▸ Saved entries
* * * * * * * * *
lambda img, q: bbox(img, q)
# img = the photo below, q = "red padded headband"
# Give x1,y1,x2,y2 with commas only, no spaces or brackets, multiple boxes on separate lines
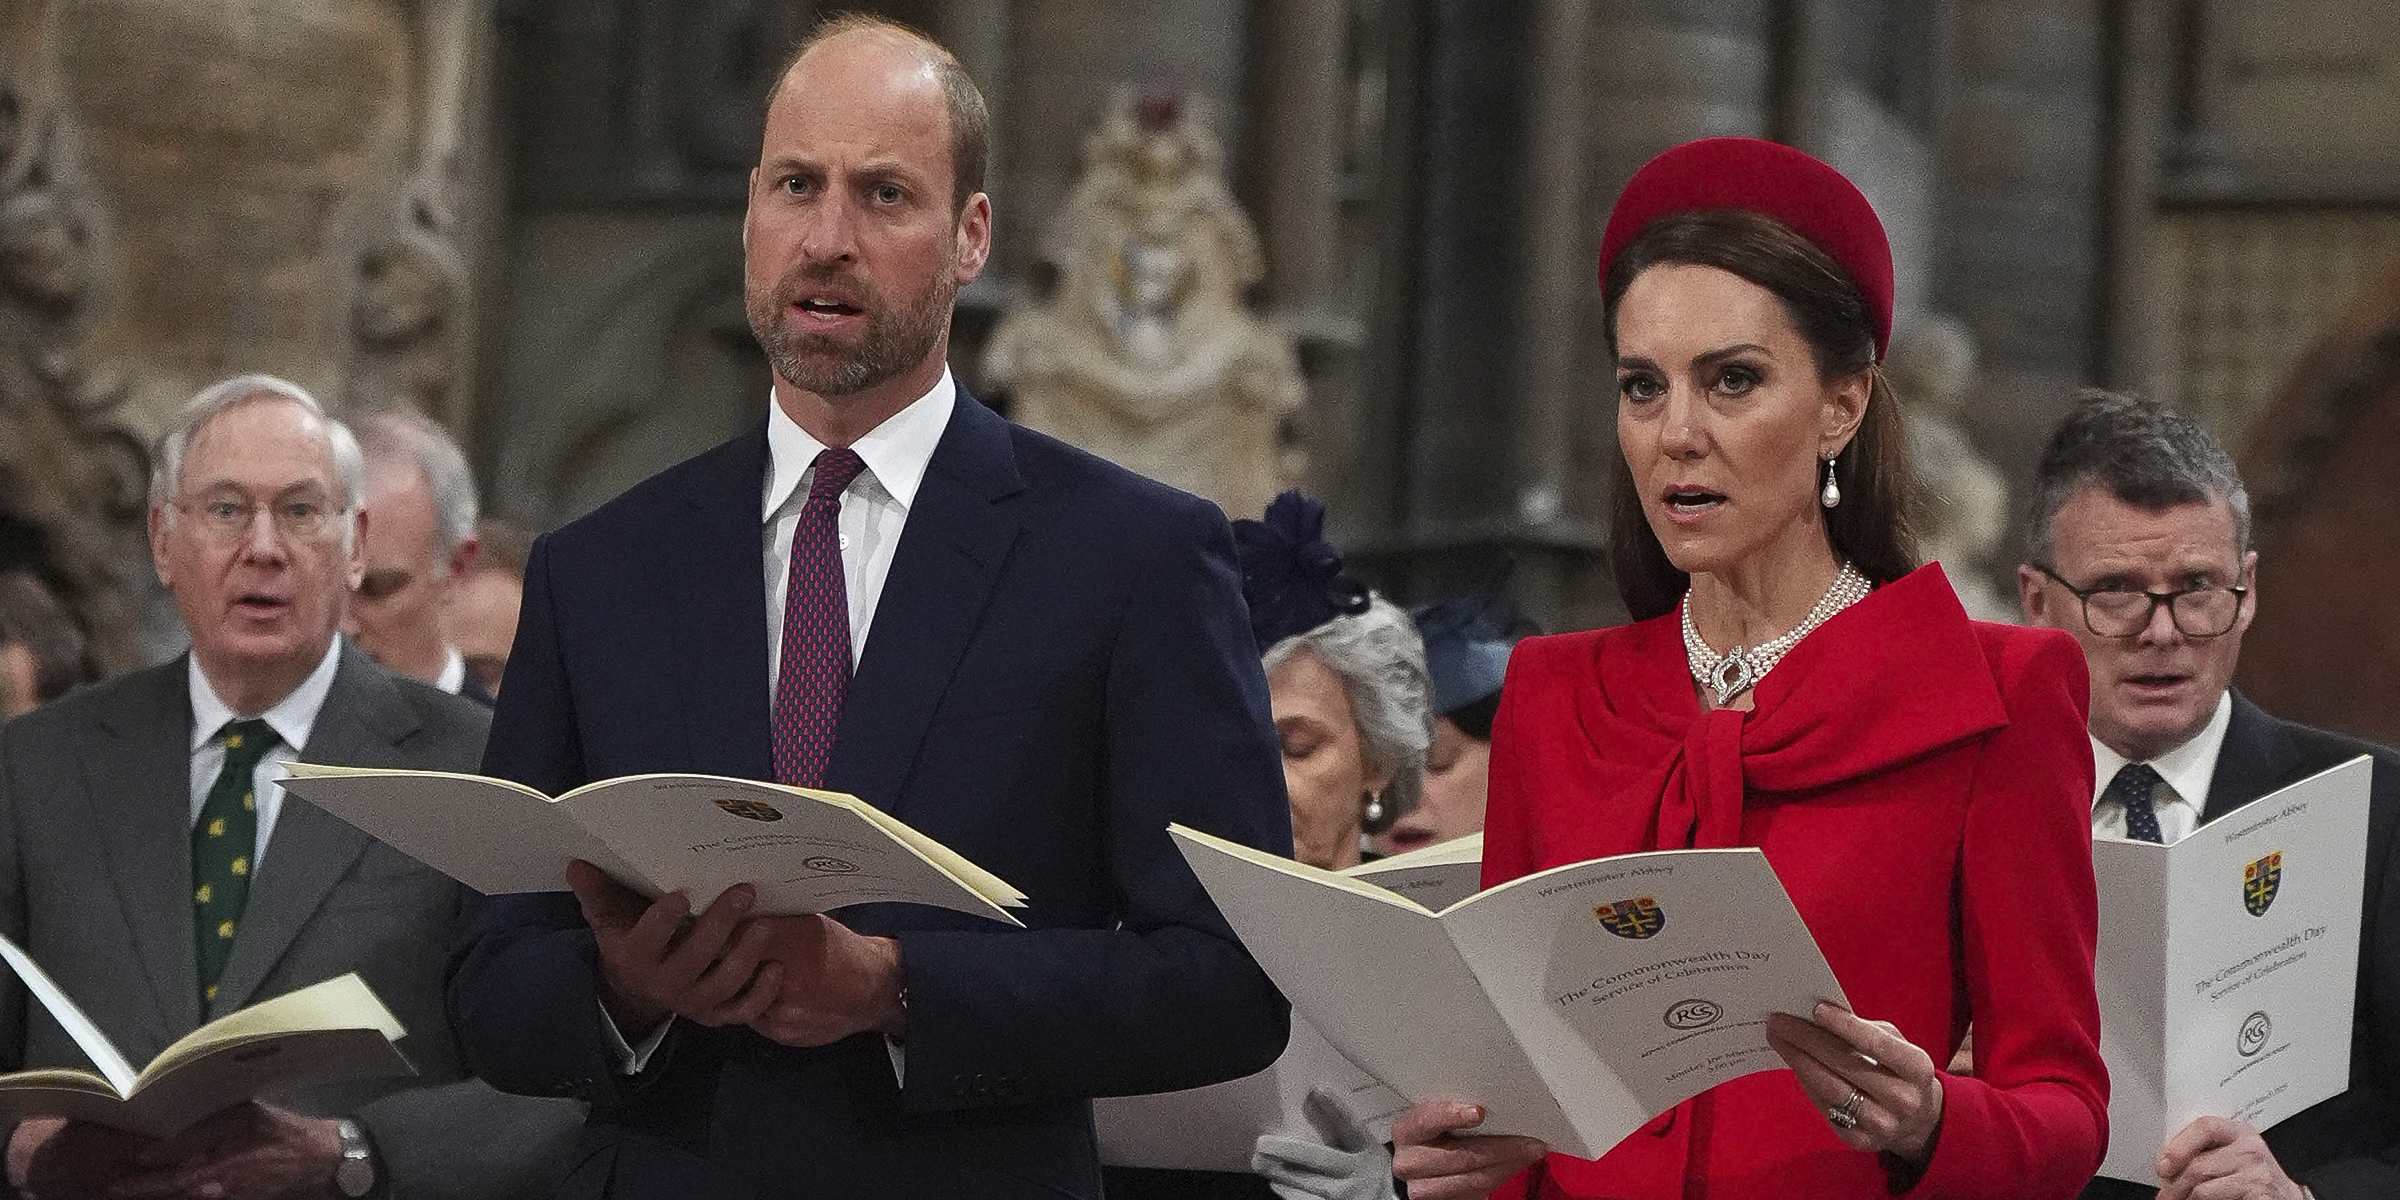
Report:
1597,137,1894,359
* * * * * * * * *
▸ WORK REQUIRED
Your reply should consist of the data, transcribed exactly, and should hold no pictures.

▸ ANSWER BOX
lambda img, q: bbox(img, q)
# img = the photo below, q = "red padded headband"
# Give x1,y1,x2,y2 with commas only, no spaces or brackets, multiple boxes on separate lines
Report:
1597,137,1894,359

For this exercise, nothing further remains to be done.